▶ **Work to do**
Reproduce all of the following data line for line, without changing anything.
── Entries shown ──
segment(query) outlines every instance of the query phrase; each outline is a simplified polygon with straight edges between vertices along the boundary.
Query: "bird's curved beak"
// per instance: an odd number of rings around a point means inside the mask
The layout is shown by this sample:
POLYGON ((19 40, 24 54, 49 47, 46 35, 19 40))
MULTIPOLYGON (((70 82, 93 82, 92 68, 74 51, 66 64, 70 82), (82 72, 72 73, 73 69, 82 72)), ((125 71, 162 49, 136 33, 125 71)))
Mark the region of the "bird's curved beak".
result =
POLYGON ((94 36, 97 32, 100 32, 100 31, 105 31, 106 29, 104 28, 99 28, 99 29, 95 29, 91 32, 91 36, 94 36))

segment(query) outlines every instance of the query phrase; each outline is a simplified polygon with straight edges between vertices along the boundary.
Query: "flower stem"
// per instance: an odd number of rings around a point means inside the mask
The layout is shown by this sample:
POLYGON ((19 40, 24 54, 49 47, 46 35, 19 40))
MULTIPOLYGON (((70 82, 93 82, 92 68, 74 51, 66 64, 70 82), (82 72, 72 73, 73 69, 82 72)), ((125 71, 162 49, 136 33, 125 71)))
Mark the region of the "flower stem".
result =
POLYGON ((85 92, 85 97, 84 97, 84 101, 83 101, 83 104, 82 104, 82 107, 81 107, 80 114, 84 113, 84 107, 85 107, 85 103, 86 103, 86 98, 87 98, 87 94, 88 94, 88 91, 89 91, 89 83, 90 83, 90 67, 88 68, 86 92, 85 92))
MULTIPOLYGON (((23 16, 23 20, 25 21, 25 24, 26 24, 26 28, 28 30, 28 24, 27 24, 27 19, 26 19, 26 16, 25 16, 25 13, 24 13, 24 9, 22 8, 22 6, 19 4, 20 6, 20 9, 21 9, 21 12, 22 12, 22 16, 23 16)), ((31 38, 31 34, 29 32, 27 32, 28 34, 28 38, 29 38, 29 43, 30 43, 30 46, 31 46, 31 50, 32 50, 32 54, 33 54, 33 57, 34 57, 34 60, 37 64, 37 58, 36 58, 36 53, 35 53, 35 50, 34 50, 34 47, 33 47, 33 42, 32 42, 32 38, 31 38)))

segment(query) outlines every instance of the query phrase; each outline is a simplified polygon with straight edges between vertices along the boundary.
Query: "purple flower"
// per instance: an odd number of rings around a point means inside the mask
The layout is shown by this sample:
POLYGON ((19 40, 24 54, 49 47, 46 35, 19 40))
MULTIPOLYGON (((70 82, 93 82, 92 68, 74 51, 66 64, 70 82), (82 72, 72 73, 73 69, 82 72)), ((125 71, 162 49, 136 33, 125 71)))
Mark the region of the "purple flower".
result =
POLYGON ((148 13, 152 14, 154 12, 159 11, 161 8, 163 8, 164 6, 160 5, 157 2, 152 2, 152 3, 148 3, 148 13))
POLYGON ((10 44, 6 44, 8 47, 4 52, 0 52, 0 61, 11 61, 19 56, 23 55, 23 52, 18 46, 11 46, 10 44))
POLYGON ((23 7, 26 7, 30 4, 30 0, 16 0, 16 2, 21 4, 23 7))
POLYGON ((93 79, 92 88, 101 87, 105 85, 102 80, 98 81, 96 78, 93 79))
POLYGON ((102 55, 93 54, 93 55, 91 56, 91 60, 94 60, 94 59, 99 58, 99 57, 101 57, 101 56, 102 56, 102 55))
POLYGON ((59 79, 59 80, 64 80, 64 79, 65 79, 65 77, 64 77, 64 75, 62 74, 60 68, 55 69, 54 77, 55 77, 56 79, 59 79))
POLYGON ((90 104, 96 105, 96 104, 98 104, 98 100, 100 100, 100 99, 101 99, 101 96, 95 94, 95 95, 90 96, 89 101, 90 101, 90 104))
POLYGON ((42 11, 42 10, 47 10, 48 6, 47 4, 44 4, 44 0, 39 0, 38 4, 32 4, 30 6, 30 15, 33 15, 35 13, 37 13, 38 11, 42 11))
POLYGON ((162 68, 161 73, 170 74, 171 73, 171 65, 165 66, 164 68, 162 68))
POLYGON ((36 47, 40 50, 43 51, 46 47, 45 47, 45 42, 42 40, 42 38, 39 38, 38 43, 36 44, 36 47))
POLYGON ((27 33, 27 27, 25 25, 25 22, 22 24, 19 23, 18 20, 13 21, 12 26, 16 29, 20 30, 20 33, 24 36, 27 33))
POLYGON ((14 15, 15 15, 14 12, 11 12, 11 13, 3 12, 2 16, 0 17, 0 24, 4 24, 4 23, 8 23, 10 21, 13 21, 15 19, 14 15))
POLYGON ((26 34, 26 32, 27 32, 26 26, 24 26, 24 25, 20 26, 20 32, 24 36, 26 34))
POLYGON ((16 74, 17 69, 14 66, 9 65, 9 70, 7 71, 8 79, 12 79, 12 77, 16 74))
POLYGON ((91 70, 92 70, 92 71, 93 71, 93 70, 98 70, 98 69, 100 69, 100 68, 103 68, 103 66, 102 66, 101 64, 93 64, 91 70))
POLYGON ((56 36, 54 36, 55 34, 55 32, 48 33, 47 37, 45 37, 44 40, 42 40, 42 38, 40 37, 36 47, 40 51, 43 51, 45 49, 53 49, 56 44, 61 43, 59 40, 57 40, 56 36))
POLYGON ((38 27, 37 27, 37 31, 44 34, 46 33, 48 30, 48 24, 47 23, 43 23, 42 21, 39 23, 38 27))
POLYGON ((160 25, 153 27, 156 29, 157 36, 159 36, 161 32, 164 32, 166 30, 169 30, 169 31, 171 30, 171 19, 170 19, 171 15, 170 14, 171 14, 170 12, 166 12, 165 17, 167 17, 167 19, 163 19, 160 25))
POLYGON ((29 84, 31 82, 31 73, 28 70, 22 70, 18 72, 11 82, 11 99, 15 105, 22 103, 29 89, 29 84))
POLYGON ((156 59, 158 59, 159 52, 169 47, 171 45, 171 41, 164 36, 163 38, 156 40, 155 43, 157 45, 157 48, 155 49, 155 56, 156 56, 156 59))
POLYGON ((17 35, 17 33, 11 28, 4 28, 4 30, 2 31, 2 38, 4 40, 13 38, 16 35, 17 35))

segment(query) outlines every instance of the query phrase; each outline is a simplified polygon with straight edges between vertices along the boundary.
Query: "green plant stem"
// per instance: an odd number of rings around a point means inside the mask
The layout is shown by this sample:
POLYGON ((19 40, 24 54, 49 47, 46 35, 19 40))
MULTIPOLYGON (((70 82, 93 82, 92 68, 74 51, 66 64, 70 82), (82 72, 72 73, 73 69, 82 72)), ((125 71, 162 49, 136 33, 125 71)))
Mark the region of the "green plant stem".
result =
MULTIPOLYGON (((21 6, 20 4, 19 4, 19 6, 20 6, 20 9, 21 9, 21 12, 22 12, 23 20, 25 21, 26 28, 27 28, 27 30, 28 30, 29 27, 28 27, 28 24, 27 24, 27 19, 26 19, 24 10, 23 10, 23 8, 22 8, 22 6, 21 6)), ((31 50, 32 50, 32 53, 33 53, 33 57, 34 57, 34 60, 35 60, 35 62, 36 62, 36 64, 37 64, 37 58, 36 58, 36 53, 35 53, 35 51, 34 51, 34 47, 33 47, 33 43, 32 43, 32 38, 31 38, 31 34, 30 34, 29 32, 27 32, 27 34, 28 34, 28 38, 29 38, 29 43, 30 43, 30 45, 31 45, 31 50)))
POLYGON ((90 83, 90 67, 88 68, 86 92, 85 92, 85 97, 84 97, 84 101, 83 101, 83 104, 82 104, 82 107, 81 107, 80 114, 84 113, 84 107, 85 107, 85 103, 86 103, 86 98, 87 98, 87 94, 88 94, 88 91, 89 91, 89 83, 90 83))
───
▶ **Response for this exercise**
segment(query) outlines every instance of the query phrase; each outline is a simplified polygon with straight edges between vertices along the boundary.
Query: "bird's curved beak"
// per instance: an odd number of rings around a point means inside the mask
The layout is shown by this sample:
POLYGON ((19 40, 24 54, 49 47, 46 35, 19 40))
MULTIPOLYGON (((70 82, 93 82, 92 68, 74 51, 66 64, 70 82), (82 72, 72 73, 73 69, 82 72)), ((125 71, 162 49, 136 33, 125 71)))
Mark the region of the "bird's curved beak".
result =
POLYGON ((94 36, 97 32, 100 32, 100 31, 105 31, 106 29, 104 28, 99 28, 99 29, 95 29, 91 32, 91 36, 94 36))

segment(query) outlines every instance of the query phrase; each outline is a simplified polygon with straight edges between vertices along the boundary.
Query: "flower stem"
// per instance: an odd number of rings around a point means inside the mask
The layout is shown by this sample:
POLYGON ((19 40, 24 54, 49 47, 46 35, 19 40))
MULTIPOLYGON (((70 82, 93 82, 92 68, 74 51, 66 64, 70 82), (82 72, 72 73, 73 69, 82 72)), ((125 71, 162 49, 136 33, 125 71)))
Mark the region of the "flower stem".
result =
POLYGON ((85 92, 85 97, 84 97, 84 101, 83 101, 83 104, 82 104, 82 107, 81 107, 80 114, 84 113, 84 107, 85 107, 85 103, 86 103, 86 98, 87 98, 87 94, 88 94, 88 91, 89 91, 89 83, 90 83, 90 67, 88 68, 86 92, 85 92))
MULTIPOLYGON (((23 16, 23 20, 25 21, 25 24, 26 24, 26 28, 28 30, 28 24, 27 24, 27 19, 26 19, 26 16, 25 16, 25 13, 24 13, 24 9, 22 8, 22 6, 19 4, 20 6, 20 9, 21 9, 21 12, 22 12, 22 16, 23 16)), ((31 38, 31 34, 29 32, 27 32, 28 34, 28 38, 29 38, 29 43, 30 43, 30 46, 31 46, 31 50, 32 50, 32 54, 33 54, 33 57, 34 57, 34 60, 37 64, 37 58, 36 58, 36 53, 35 53, 35 50, 34 50, 34 47, 33 47, 33 42, 32 42, 32 38, 31 38)))

segment(query) outlines every instance of the query phrase; each outline is a simplified polygon with straight edges between vertices along the boundary.
Query: "purple flower"
// per instance: an odd number of rings around a point means inside the mask
The layout is shown by this sample:
POLYGON ((19 40, 24 54, 49 47, 46 35, 19 40))
MULTIPOLYGON (((70 82, 93 82, 92 68, 74 51, 66 64, 70 82), (82 72, 72 73, 73 69, 82 72)), ((125 71, 162 49, 136 33, 125 71)))
Mark the region of the "purple flower".
result =
POLYGON ((148 13, 152 14, 154 12, 159 11, 161 8, 163 8, 164 6, 160 5, 157 2, 152 2, 152 3, 148 3, 148 13))
POLYGON ((10 44, 6 44, 8 47, 4 52, 0 52, 0 61, 11 61, 19 56, 23 55, 23 52, 18 46, 11 46, 10 44))
POLYGON ((23 7, 26 7, 30 4, 30 0, 16 0, 16 2, 21 4, 23 7))
POLYGON ((93 79, 92 88, 101 87, 105 85, 102 80, 98 81, 96 78, 93 79))
POLYGON ((102 55, 93 54, 93 55, 91 56, 91 60, 94 60, 94 59, 99 58, 99 57, 101 57, 101 56, 102 56, 102 55))
POLYGON ((59 79, 59 80, 64 80, 64 79, 65 79, 65 77, 64 77, 64 75, 62 74, 60 68, 55 69, 54 77, 55 77, 56 79, 59 79))
POLYGON ((90 104, 96 105, 96 104, 98 104, 98 100, 100 100, 100 99, 101 99, 101 96, 95 94, 95 95, 90 96, 89 101, 90 101, 90 104))
POLYGON ((42 11, 42 10, 47 10, 48 6, 47 4, 44 4, 44 0, 39 0, 38 4, 32 4, 30 6, 30 15, 33 15, 35 13, 37 13, 38 11, 42 11))
POLYGON ((162 68, 161 73, 170 74, 171 73, 171 65, 165 66, 164 68, 162 68))
POLYGON ((36 47, 40 50, 43 51, 46 47, 45 47, 45 42, 42 40, 42 38, 39 38, 38 43, 36 44, 36 47))
POLYGON ((27 33, 27 27, 25 25, 25 22, 22 24, 19 23, 18 20, 13 21, 12 26, 16 29, 20 30, 20 33, 24 36, 27 33))
POLYGON ((14 15, 15 15, 14 12, 11 12, 11 13, 3 12, 2 16, 0 17, 0 24, 4 24, 4 23, 8 23, 10 21, 13 21, 15 19, 14 15))
POLYGON ((26 34, 26 32, 27 32, 26 26, 24 26, 24 25, 20 26, 20 32, 24 36, 26 34))
POLYGON ((16 74, 17 69, 14 66, 9 65, 9 70, 7 71, 8 79, 12 79, 12 77, 16 74))
POLYGON ((91 70, 92 70, 92 71, 93 71, 93 70, 98 70, 98 69, 100 69, 100 68, 103 68, 103 66, 102 66, 101 64, 93 64, 91 70))
POLYGON ((56 36, 54 36, 55 34, 55 32, 48 33, 47 37, 45 37, 44 40, 42 40, 42 38, 40 37, 36 47, 40 51, 43 51, 45 49, 53 49, 56 44, 61 43, 59 40, 57 40, 56 36))
POLYGON ((38 27, 37 27, 37 31, 44 34, 46 33, 48 30, 48 24, 47 23, 43 23, 42 21, 39 23, 38 27))
POLYGON ((160 25, 153 27, 156 29, 157 36, 159 36, 161 32, 164 32, 166 30, 169 30, 169 31, 171 30, 171 19, 170 19, 171 15, 170 14, 171 14, 170 12, 166 12, 165 17, 167 17, 167 19, 163 19, 160 25))
POLYGON ((29 84, 31 82, 31 73, 28 70, 22 70, 18 72, 11 82, 11 99, 15 105, 22 103, 29 89, 29 84))
POLYGON ((156 59, 158 59, 159 52, 169 47, 171 45, 171 41, 164 36, 163 38, 156 40, 155 43, 157 45, 157 48, 155 49, 155 56, 156 56, 156 59))
POLYGON ((17 35, 17 33, 11 28, 4 28, 4 30, 2 31, 2 38, 4 40, 13 38, 16 35, 17 35))

segment(query) outlines every instance of the query phrase; each outline is a simplified polygon with straight edges between vertices along the boundary.
Query: "green plant stem"
// per instance: an odd number of rings around a point means inside the mask
The layout is shown by this sample:
POLYGON ((19 40, 24 54, 49 47, 46 35, 19 40))
MULTIPOLYGON (((70 82, 93 82, 92 68, 74 51, 66 64, 70 82), (82 72, 72 73, 73 69, 82 72)), ((125 71, 162 49, 136 33, 125 71)))
Mark the region of the "green plant stem".
result =
MULTIPOLYGON (((21 6, 20 4, 19 4, 19 6, 20 6, 20 9, 21 9, 21 12, 22 12, 23 20, 25 21, 26 28, 27 28, 27 30, 28 30, 29 27, 28 27, 28 24, 27 24, 27 19, 26 19, 24 10, 23 10, 23 8, 22 8, 22 6, 21 6)), ((31 50, 32 50, 32 53, 33 53, 33 57, 34 57, 34 60, 35 60, 35 62, 36 62, 36 64, 37 64, 37 58, 36 58, 36 53, 35 53, 35 51, 34 51, 34 47, 33 47, 33 43, 32 43, 32 38, 31 38, 31 34, 30 34, 29 32, 27 32, 27 34, 28 34, 28 38, 29 38, 29 43, 30 43, 30 45, 31 45, 31 50)))
POLYGON ((90 83, 90 67, 88 68, 86 92, 85 92, 85 97, 84 97, 84 101, 83 101, 83 104, 82 104, 82 107, 81 107, 80 114, 84 113, 84 107, 85 107, 85 103, 86 103, 86 98, 87 98, 87 94, 88 94, 88 91, 89 91, 89 83, 90 83))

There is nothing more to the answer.